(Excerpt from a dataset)
§ §

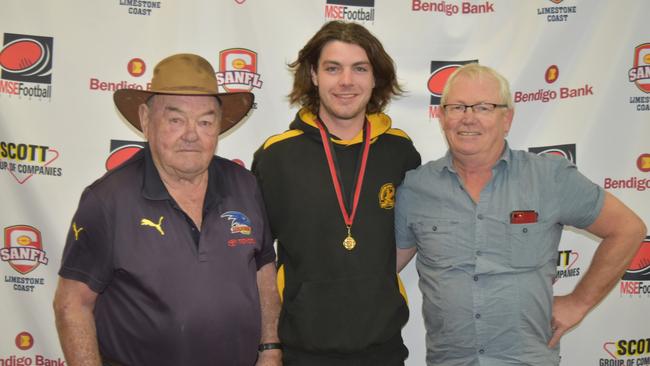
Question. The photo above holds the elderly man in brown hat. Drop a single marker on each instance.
(169, 259)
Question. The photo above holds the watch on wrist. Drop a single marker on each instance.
(267, 346)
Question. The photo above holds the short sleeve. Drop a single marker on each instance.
(404, 237)
(87, 256)
(267, 252)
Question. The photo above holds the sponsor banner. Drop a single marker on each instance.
(451, 8)
(26, 64)
(238, 70)
(24, 160)
(24, 341)
(639, 74)
(140, 7)
(440, 72)
(636, 280)
(543, 95)
(558, 13)
(23, 250)
(638, 183)
(360, 11)
(567, 151)
(626, 352)
(135, 67)
(567, 264)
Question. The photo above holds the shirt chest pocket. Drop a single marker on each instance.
(437, 241)
(532, 245)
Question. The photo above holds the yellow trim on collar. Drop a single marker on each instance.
(283, 136)
(379, 124)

§ §

- Set exercise -
Reproduce the data above line for line, omitting the pictures.

- Answer to this task -
Question. The photo above holds the elderly man in brown hat. Drop a single marker on each instance.
(169, 259)
Question. The photo above holds the watch on wrist. Drop a single marker on each instance.
(267, 346)
Question. The photo above holds the short sleeve. Drop a single marker on each instance.
(404, 237)
(87, 256)
(267, 252)
Question. The photo above holds the sponsor banner. Drop a single marker on each instance.
(451, 8)
(26, 64)
(238, 70)
(24, 160)
(24, 341)
(639, 74)
(140, 7)
(440, 72)
(636, 280)
(543, 95)
(558, 13)
(23, 250)
(638, 183)
(360, 11)
(567, 151)
(626, 352)
(135, 67)
(567, 264)
Question. The photo above holds the shirt chest pocket. Drop a single marker on each instance.
(437, 241)
(532, 245)
Question. The photo above holds the yellow trim on collar. Drop a single marker on each instance.
(283, 136)
(379, 124)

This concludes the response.